■ ПРЕДОСТАВЛЕННЫЙ ОТРЫВОК
Наум Клейман: «Это все не наше дело — воздаяние»
Наум Ихильевич Клейман — киновед, историк кино, с 1992 по 2014 год — директор Государственного центрального музея кино. В 1961 году окончил киноведческий факультет ВГИКа, в 1965 году был избран научным секретарем Комиссии по творческому наследию Эйзенштейна. Коллеги‑кинематографисты в один голос утверждают, что Музей кино — это прежде всего сам Наум Ихильевич. Наум Клейман поделился с читателями журнала «Лехаим» своими мыслями о жизни и искусстве, об истории и справедливости.
Ирина Головинская Что такое была эта молдавская депортация 1949 года, затронувшая вашу семью?
Наум Клейман То, что Сталин в 1952 году грозился всех евреев отправить в Сибирь, — про это все знают. В Кишиневе же в 1949 году депортировали не только евреев. Вычищали так называемый классово чуждый элемент. «Спецпереселение» касалось всех новообретенных в составе СССР республик: трех прибалтийских стран, Молдавии, Западной Украины, Западной Белоруссии. Там всюду прошли две волны депортации. Первая — летом 1941 года, когда выслали, например, моего деда со стороны отца, он так и сгинул в лагере на Урале. Дедушку обвинили в том, что он торговец: он был сапожник, сам делал обувь и сам продавал свою продукцию. А в 1949 году случилась вторая волна депортации.
ИГ То есть это еще не борьба с космополитизмом?
НК Нет, космополиты были обнаружены в обществе чуть позже. А это была борьба с «чуждым элементом» в областях, не испытавших чистки 1930‑х годов.
ИГ Высылали мелких частников?
НК Вообще ремесленников. Когда родители вернулись после войны из эвакуации в Молдавию, их дом был разрушен и отец с сослуживцем получили небольшую развалину в полторы стены. И две семьи своими руками превратили руину в дом. Вот этот‑то дом был у нас практически конфискован, а поселили туда семью особистов. В бывшем нашем доме до сих пор живут потомки эмгэбэшников той поры.
ИГ Дали время на сборы?

■ ФРАГМЕНТЫ ЗАПИСЕЙ
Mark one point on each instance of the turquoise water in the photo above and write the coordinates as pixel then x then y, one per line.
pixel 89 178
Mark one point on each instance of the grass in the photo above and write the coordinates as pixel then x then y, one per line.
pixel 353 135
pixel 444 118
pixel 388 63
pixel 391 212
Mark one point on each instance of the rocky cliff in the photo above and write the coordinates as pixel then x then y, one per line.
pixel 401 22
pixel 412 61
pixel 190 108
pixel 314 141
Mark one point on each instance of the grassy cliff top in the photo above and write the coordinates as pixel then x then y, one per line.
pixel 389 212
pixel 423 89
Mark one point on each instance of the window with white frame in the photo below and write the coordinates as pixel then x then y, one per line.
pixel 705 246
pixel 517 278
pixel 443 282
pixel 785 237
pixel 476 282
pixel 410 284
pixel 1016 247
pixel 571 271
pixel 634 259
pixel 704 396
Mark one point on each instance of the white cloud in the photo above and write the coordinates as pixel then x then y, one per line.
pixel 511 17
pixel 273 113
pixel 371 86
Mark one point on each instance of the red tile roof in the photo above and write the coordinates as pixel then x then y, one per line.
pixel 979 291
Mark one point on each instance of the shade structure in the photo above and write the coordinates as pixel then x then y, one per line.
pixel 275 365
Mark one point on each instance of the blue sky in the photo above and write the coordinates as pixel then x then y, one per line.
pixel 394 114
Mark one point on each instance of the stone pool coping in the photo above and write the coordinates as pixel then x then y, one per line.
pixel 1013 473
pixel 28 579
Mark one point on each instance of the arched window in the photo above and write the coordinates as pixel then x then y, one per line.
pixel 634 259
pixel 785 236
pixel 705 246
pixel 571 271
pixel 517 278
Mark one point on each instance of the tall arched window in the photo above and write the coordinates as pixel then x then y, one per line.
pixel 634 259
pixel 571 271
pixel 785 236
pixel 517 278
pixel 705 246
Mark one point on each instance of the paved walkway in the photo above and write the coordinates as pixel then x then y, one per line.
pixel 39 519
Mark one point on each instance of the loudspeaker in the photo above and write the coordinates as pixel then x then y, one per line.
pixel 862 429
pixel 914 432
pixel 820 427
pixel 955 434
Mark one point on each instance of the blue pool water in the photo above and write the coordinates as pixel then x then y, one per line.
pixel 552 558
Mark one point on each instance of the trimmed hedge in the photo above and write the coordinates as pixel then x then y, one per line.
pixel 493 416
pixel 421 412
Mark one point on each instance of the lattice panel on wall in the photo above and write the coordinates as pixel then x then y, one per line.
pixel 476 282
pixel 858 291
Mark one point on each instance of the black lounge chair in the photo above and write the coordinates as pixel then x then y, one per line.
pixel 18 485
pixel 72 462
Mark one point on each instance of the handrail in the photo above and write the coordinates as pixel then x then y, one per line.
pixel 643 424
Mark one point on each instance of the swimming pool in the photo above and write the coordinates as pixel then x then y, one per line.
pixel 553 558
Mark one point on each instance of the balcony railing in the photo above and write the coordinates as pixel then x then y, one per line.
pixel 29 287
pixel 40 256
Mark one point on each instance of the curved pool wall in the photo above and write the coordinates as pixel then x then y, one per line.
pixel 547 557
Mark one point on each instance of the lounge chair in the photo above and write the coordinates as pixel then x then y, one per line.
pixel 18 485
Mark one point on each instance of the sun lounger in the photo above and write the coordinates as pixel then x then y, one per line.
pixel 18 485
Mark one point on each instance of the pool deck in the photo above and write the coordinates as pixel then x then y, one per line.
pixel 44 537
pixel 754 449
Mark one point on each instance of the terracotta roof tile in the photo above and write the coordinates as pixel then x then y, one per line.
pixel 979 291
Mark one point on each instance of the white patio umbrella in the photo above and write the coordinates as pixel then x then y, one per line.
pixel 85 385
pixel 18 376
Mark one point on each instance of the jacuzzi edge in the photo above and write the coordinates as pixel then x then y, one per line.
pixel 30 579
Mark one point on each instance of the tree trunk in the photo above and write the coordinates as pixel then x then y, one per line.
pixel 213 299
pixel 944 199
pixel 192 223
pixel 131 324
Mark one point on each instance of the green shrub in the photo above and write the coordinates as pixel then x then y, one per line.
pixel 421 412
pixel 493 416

■ КОРОТКАЯ ЗАДАЧА
Объясните в одном–трех предложениях, почему, согласно интервью с Наумом Клейманом, депортация 1949 года еще не была борьбой с космополитизмом.

■ ПОЛНЫЙ ОТВЕТ
По словам Клеймана, космополитов в обществе обнаружили чуть позже. Депортация 1949 года была борьбой с «чуждым элементом» в областях, которые не испытали чисток 1930‑х годов.